Stored rows:
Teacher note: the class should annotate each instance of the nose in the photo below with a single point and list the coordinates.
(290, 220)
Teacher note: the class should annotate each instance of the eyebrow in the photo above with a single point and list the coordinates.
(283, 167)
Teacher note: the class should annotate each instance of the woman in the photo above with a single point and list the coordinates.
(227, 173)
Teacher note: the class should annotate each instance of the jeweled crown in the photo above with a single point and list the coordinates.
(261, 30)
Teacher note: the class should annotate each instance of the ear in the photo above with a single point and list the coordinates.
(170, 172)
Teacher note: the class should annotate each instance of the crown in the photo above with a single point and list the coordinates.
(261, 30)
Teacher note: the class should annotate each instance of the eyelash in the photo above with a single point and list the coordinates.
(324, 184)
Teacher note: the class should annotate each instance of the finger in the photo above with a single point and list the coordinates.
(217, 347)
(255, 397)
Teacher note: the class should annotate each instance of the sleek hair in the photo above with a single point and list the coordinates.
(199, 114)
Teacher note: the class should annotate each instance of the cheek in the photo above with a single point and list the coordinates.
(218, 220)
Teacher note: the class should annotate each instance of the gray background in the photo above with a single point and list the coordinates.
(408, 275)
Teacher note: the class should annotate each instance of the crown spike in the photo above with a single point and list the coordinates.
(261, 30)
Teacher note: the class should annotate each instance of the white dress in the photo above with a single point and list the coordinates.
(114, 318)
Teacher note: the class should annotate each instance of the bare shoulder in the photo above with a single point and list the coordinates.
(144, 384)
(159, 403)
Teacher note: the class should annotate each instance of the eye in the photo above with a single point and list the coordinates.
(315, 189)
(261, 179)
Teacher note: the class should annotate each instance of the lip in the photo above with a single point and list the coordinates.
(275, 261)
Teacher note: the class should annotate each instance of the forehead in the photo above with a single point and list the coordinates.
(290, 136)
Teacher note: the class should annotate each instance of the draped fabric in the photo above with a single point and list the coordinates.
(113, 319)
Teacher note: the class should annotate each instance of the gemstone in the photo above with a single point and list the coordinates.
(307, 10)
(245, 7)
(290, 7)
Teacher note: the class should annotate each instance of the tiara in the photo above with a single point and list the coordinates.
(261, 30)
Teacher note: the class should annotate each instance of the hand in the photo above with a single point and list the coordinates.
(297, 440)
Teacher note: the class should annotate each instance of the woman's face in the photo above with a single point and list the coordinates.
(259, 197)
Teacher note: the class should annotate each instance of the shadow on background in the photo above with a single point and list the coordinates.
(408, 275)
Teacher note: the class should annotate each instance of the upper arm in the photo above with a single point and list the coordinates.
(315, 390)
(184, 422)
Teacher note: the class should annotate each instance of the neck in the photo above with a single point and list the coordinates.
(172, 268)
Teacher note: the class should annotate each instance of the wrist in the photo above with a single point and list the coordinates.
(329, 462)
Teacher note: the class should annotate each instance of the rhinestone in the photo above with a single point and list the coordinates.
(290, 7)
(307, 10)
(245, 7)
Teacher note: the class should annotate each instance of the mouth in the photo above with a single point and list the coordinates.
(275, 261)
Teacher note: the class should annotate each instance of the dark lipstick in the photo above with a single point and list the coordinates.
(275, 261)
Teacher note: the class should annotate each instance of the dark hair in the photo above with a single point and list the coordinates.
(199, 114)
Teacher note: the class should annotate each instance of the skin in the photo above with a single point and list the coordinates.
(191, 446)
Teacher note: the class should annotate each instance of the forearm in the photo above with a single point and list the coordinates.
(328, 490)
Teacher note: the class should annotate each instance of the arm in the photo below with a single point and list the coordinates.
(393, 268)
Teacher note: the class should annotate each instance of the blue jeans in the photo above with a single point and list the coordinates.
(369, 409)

Stated problem: Output, as a numbered list with blank lines left out, the part of the records that opens with the line containing "of the woman's" and runs through the end of the records.

Written response:
1. Teacher note: the class should annotate each instance of the woman's face in the photo above with a single point and list the coordinates.
2. (259, 197)
3. Teacher note: the class should annotate each instance of the shadow on background in the photo above with a single point and list the coordinates.
4. (408, 275)
5. Teacher note: the class should annotate each instance of the upper arm in the photo above with a single point and list the coordinates.
6. (315, 390)
7. (184, 422)
8. Teacher note: the class should annotate each instance of the neck in the photo above with a single point and list the coordinates.
9. (172, 268)
10. Teacher note: the class should annotate each instance of the wrist in the photo above with a single point and list the coordinates.
11. (329, 462)
12. Teacher note: the class should annotate each instance of the rhinestone in the photo above with a single point and list the coordinates.
13. (290, 7)
14. (307, 10)
15. (245, 7)
16. Teacher note: the class should annotate each instance of the mouth in the photo above with a single point and list the coordinates.
17. (275, 261)
18. Teacher note: the class should annotate each instance of the dark lipstick in the photo above with a single point and list the coordinates.
19. (275, 261)
20. Teacher note: the class should annotate each instance of the dark hair in the photo above with a single point and list the coordinates.
21. (199, 114)
22. Teacher note: the class should annotate each instance of the skin in the photo above with a single point and list the coordinates.
23. (191, 446)
24. Teacher note: the class should annotate each instance of the forearm in the photo above with a single point and list the coordinates.
25. (328, 490)
26. Teacher note: the class should annotate each instance of the arm in the photo below with a single point and list the coordinates.
27. (393, 268)
28. Teacher note: the class should annotate each instance of the blue jeans in the photo above with a single point and list the coordinates.
29. (369, 409)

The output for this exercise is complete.